Dataset entries:
******************************
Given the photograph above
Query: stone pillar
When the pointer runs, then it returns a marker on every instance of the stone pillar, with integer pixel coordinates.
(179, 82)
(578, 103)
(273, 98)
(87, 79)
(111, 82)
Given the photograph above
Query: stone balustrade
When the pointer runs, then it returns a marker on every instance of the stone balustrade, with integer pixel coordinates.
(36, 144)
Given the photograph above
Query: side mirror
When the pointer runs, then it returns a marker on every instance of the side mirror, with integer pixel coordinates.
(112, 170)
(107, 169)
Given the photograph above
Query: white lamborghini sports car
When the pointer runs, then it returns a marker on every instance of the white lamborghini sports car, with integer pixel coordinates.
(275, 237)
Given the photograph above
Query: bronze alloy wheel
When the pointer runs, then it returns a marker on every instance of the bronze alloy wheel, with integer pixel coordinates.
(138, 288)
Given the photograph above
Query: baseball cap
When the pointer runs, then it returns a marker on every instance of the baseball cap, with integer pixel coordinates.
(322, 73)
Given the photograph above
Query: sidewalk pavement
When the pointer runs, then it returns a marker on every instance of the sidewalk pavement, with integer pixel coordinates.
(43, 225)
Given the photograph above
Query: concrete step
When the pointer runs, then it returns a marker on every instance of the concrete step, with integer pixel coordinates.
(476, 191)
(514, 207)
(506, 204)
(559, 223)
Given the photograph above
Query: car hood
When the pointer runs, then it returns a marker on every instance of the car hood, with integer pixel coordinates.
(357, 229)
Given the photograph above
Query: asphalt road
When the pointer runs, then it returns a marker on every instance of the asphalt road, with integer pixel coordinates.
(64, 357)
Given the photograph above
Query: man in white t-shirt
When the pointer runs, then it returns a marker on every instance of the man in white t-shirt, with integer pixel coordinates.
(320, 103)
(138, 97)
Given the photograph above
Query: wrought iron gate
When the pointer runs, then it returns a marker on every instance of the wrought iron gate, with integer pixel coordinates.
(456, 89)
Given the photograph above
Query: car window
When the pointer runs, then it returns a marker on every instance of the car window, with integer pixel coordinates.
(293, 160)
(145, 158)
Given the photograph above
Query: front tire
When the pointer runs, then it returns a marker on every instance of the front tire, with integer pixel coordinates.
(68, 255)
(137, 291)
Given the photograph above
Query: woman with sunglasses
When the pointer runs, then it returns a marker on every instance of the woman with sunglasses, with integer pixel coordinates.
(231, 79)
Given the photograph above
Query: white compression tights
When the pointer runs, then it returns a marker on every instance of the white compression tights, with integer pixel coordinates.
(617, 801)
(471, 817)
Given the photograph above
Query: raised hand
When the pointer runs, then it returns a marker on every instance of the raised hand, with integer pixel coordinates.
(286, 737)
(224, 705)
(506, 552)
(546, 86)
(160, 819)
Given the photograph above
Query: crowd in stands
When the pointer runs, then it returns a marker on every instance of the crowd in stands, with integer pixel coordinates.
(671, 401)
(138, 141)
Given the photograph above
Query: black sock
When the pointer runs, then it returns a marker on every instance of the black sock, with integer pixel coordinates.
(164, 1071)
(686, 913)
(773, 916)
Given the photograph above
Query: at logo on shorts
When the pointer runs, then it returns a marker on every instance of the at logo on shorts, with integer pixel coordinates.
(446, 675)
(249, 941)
******************************
Take the entries above and return only the lines from the one with "road, with integer pixel coordinates." to the one with "Query: wrought iron gate", both included, unchanged.

Exercise response:
When the pointer runs, then it returns a marker on every instance of the asphalt road, with integer pixel coordinates.
(64, 357)
Given the photograph above
Query: man in white t-shirt
When the pointer runs, then it returns a marker on every instance of the man in white t-shirt, with integer pixel coordinates.
(320, 103)
(138, 97)
Given the photograph above
Query: wrought iron gate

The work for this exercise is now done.